→ **WHAT NEEDS TO BE DONE**:
Give all of the lines again, with nothing added or dropped.

→ **INPUT RECORDS**:

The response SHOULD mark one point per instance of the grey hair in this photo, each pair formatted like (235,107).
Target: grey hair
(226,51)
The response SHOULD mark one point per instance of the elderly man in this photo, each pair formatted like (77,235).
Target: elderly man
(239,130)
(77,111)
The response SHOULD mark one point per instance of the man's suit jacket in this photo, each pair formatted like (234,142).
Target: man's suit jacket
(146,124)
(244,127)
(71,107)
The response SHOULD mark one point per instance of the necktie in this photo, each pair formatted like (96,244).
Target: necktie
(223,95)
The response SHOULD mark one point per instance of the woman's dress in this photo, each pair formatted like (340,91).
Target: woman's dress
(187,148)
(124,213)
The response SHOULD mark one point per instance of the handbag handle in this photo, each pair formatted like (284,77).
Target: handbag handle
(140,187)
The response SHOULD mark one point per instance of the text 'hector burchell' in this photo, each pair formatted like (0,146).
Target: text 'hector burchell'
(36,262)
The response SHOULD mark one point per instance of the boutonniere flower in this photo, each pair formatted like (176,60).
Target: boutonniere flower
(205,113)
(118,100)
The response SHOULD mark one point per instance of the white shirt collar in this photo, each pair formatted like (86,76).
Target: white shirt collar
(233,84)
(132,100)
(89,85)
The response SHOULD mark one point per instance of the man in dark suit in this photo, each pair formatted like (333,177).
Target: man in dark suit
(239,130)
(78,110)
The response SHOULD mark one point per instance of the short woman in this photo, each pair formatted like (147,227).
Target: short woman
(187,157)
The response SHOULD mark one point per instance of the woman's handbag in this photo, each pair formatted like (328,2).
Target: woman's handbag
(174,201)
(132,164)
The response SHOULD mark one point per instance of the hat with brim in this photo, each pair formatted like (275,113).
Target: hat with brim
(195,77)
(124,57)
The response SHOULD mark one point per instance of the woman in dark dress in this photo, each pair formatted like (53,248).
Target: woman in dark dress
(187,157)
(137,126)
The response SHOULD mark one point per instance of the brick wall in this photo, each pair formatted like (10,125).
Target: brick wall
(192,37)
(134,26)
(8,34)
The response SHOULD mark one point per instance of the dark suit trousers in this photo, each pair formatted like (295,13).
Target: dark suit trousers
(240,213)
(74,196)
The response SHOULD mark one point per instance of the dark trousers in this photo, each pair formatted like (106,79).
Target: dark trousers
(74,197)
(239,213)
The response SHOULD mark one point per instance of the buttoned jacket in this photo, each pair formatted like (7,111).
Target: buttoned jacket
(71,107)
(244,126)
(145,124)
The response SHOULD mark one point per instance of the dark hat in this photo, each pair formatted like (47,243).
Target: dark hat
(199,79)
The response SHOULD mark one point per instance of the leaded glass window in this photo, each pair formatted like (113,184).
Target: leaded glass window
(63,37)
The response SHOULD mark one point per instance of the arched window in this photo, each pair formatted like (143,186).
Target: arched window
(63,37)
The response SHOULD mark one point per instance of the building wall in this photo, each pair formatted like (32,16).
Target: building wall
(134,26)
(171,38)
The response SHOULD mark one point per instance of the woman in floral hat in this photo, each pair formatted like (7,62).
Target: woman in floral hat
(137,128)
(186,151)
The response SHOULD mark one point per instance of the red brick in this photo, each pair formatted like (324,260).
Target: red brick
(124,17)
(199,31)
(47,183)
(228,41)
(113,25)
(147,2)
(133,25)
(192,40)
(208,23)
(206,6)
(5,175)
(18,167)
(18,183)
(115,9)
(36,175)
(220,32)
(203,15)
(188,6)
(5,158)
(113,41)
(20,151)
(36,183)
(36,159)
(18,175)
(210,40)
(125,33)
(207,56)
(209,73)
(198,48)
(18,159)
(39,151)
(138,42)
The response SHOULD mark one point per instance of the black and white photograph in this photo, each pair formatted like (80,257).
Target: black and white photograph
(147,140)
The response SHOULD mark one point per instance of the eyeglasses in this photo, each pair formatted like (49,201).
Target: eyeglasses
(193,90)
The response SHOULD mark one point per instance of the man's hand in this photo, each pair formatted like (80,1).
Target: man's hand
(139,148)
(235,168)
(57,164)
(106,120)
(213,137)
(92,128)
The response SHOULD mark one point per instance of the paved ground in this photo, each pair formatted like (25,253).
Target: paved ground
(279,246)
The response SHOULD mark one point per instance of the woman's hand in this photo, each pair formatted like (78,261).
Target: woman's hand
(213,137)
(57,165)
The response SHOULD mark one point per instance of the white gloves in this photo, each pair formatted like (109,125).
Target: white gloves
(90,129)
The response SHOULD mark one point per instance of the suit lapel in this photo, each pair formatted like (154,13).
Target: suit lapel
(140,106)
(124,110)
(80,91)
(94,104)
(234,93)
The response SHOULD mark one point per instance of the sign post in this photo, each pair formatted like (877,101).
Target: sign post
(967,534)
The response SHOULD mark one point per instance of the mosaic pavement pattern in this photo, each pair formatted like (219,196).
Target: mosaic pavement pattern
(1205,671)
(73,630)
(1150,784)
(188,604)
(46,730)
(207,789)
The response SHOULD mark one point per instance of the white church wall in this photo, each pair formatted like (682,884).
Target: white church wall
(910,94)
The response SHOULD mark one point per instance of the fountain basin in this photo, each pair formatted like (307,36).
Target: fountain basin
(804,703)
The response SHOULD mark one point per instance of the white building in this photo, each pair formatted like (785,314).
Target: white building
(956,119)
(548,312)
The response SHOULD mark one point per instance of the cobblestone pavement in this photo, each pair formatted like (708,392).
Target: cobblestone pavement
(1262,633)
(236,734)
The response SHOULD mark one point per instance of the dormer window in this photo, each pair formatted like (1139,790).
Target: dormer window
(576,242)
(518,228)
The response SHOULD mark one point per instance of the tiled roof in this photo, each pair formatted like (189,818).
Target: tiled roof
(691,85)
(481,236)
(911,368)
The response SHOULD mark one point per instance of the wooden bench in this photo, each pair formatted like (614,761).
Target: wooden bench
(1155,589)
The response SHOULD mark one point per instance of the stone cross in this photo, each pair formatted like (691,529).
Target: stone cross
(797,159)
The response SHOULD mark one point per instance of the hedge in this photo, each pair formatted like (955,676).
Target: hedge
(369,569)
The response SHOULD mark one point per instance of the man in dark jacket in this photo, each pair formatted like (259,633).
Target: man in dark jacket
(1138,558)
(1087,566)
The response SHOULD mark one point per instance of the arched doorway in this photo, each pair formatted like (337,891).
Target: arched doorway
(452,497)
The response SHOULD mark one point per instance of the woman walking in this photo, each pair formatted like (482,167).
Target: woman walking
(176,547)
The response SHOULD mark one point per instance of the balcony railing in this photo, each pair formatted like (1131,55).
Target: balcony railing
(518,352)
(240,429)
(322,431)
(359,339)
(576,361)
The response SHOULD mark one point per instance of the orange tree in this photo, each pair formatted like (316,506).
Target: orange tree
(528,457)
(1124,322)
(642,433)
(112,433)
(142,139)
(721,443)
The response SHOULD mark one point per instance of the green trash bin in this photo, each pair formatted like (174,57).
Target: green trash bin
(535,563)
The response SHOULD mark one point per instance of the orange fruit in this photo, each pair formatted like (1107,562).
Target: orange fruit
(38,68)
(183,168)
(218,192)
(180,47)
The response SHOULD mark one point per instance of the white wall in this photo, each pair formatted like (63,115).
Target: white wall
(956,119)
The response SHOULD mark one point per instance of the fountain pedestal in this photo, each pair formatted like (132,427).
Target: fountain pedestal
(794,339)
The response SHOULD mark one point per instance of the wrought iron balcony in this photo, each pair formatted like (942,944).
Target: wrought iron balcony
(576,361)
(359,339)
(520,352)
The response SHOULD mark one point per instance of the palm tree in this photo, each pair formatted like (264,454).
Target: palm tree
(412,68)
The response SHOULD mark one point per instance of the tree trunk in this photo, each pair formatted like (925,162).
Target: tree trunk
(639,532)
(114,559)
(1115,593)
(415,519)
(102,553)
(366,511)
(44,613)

→ **REPLY**:
The response SHOULD mark one point per instance of the grey hair in this photo, each pair formatted like (235,107).
Target: grey hair
(226,51)
The response SHOULD mark one point per instance of the elderly man in this photo, each pair formatted like (77,235).
Target: elderly man
(239,130)
(77,111)
The response SHOULD mark one point per instance of the man's suit jacket in this photo, each pair formatted like (234,142).
Target: man's suit jacket
(146,124)
(244,127)
(71,107)
The response SHOULD mark one point per instance of the necktie in this photo, each pair formatted like (96,244).
Target: necktie
(223,95)
The response SHOULD mark one point per instance of the woman's dress in this photo, each pair formatted like (340,91).
Target: woman's dress
(187,148)
(124,213)
The response SHOULD mark one point per instance of the handbag handle in this photo, each pair formatted like (284,77).
Target: handbag handle
(140,187)
The response SHOULD mark one point per instance of the text 'hector burchell' in this photo, each pair formatted like (0,146).
Target: text 'hector burchell'
(36,262)
The response SHOULD mark one point per instance of the boutonniere flower in this photo, each pair formatted like (176,60).
Target: boutonniere flower
(205,113)
(118,100)
The response SHOULD mark one point per instance of the white shirt collar in this photo, each pair formatted like (86,76).
Target: white shirt collar
(233,84)
(132,100)
(89,85)
The response SHOULD mark one point per instance of the man in dark suit in this photo, each pair formatted like (333,177).
Target: man in dark suit
(239,130)
(78,110)
The response SHOULD mark one point per instance of the short woman in this photo, each pair formatted like (147,227).
Target: short woman
(187,157)
The response SHOULD mark one point per instance of the woman's handbag in this photo, each pair formatted like (328,2).
Target: woman's handbag
(174,201)
(132,164)
The response SHOULD mark one point per instance of the hat with brim in this photo, each pair formatted like (275,113).
Target: hat with brim
(195,77)
(124,57)
The response SHOULD mark one point per instance of the woman in dark dress in this photo, each pair formatted like (53,248).
Target: woman in dark dress
(187,157)
(137,126)
The response SHOULD mark one point per instance of the brick wall in this photo, each pair formatted like (10,125).
Target: brick wall
(192,37)
(134,26)
(8,34)
The response SHOULD mark one point per instance of the dark suit trousers in this photo, each pair formatted like (295,13).
Target: dark suit trousers
(240,213)
(74,196)
The response SHOULD mark one point per instance of the dark trousers in this photo, each pair formatted like (106,79).
Target: dark trousers
(74,197)
(239,213)
The response SHOULD mark one point per instance of the buttoned jacket in this photo, each pair formatted like (7,111).
Target: buttoned jacket
(71,107)
(244,126)
(145,124)
The response SHOULD mark one point per instance of the dark hat in this photo, each pair formatted like (47,243).
Target: dark hat
(199,79)
The response SHOULD mark one point per instance of the leaded glass window in this photo, each pair formatted like (113,184).
Target: leaded glass window
(63,37)
The response SHOULD mark one point per instance of the arched window in this photo, each pair formatted like (143,186).
Target: arched window
(63,37)
The response SHOULD mark one point per instance of the building wall in this photo, each pair formatted like (32,16).
Target: building wall
(134,26)
(171,38)
The response SHOULD mark one point per instance of the woman in floral hat in this photo, each pair formatted like (7,62).
Target: woman in floral hat
(137,128)
(186,151)
The response SHOULD mark one point per instance of the red brick in this photo, each pair formatted like (324,260).
Target: red brick
(124,17)
(199,31)
(47,183)
(228,41)
(113,25)
(147,2)
(133,25)
(192,40)
(208,23)
(206,6)
(5,175)
(18,167)
(18,183)
(115,9)
(36,175)
(220,32)
(203,15)
(188,6)
(5,158)
(113,41)
(20,151)
(36,183)
(36,159)
(18,175)
(210,40)
(125,33)
(207,56)
(209,73)
(198,48)
(18,159)
(39,151)
(138,42)
The response SHOULD mark one point per instance of the black and white photograph in this photo, each pair formatted like (80,257).
Target: black and white photograph
(147,140)
The response SHOULD mark one point per instance of the eyeglasses in this photo, each pair formatted like (49,201).
Target: eyeglasses
(193,90)
The response SHOULD mark one point per instance of the man's hand in this photo, each pair formatted like (80,1).
Target: man's hand
(139,148)
(235,168)
(57,164)
(106,120)
(213,137)
(92,128)
The response SHOULD mark one point per instance of the paved ground in this photo, each pair formatted like (25,253).
Target: paved ground
(279,246)
The response SHOULD mark one point per instance of the woman's hand in this photo, each pair formatted like (78,261).
Target: woman's hand
(213,137)
(57,165)
The response SHOULD mark one point per instance of the white gloves in this photo, each pair formatted like (109,125).
Target: white gloves
(90,129)
The response SHOULD mark one point per instance of the suit lapel in this photo, each pair formatted like (154,13).
Target: suit lapel
(140,106)
(124,110)
(80,91)
(94,104)
(234,93)
The response SHOULD mark one point per instance of the sign post in this photo, each pair formatted like (877,101).
Target: sign post
(967,534)
The response SHOULD mark one point per instance of the mosaic pavement pattern in this photo, each pair formatted like (219,196).
Target: mosaic pavement pattern
(1205,671)
(73,630)
(1150,784)
(188,604)
(46,730)
(207,789)
The response SHOULD mark one point per instance of the white church wall in this photo, each pair formatted like (682,884).
Target: white church wall
(910,94)
The response SHOULD mark one point per instance of the fountain basin in this photo, each pair formatted like (307,36).
Target: fountain basin
(804,703)
The response SHOULD mark one point per instance of the white building in this photo, each pair formatted like (785,314).
Target: white building
(956,119)
(548,312)
The response SHOULD mark one point per instance of the cobblestone pavement in this photo, each pair formatted like (708,392).
Target: cobblestone pavement
(1262,633)
(236,734)
The response SHOULD mark one point per instance of the dormer window in this photo, each pair formatted like (1139,790).
Target: dormer window
(576,242)
(518,228)
The response SHOULD mark one point per instance of the tiled roof in this photo, each pair formatted like (189,818).
Target: tiled roof
(691,85)
(481,236)
(911,368)
The response SHOULD mark one point per instance of the wooden bench in this photo, each pair formatted like (614,761).
Target: wooden bench
(1155,589)
The response SHOULD mark one point per instance of the stone cross in this photo, each pair formatted like (691,529).
Target: stone cross
(797,159)
The response SHOULD mark one point per instance of the hedge in this photo, each pair formatted like (955,676).
Target: hedge
(369,569)
The response SHOULD mark one point per instance of the man in dark jacket in this photo, each pair formatted like (259,633).
Target: man in dark jacket
(1138,558)
(1087,566)
The response SHOULD mark one point per instance of the arched doorway in this photo, each pair formatted like (337,891).
Target: arched doorway
(452,497)
The response SHOULD mark one point per instance of the woman walking in this photo, each pair formatted like (482,167).
Target: woman walking
(176,547)
The response SHOULD mark one point per instance of the balcony railing in this photo, each pair formatted like (1131,55).
Target: balcony railing
(518,352)
(240,429)
(322,431)
(359,339)
(576,361)
The response SHOULD mark one point per instance of the orange tree in this photo, each pair formatted like (316,506).
Target: orange tree
(528,457)
(1124,322)
(642,433)
(112,433)
(142,139)
(721,443)
The response SHOULD mark one point per instance of the green trash bin in this photo, each pair formatted like (174,57).
Target: green trash bin
(535,563)
The response SHOULD mark one point per instance of the orange fruit in this photo, each pair formatted like (1107,562).
Target: orange fruit
(38,68)
(183,168)
(218,192)
(180,47)
The response SHOULD mark one point per instance of the white wall in this photo, each pair formatted like (63,115).
Target: white wall
(956,119)
The response SHOULD mark one point per instance of the fountain pedestal in this photo, each pair formatted like (132,427).
Target: fountain pedestal
(794,339)
The response SHOULD mark one point per instance of the wrought iron balcony in this photo, each pair formatted like (942,944).
Target: wrought iron balcony
(576,361)
(359,339)
(520,352)
The response SHOULD mark one point per instance of the palm tree in this photo, each pair formatted like (264,454).
Target: palm tree
(412,68)
The response SHOULD mark one point per instance of the tree trunk in this photo, each pair formatted like (925,162).
Target: tree trunk
(639,532)
(114,559)
(1115,593)
(415,519)
(102,553)
(366,511)
(44,613)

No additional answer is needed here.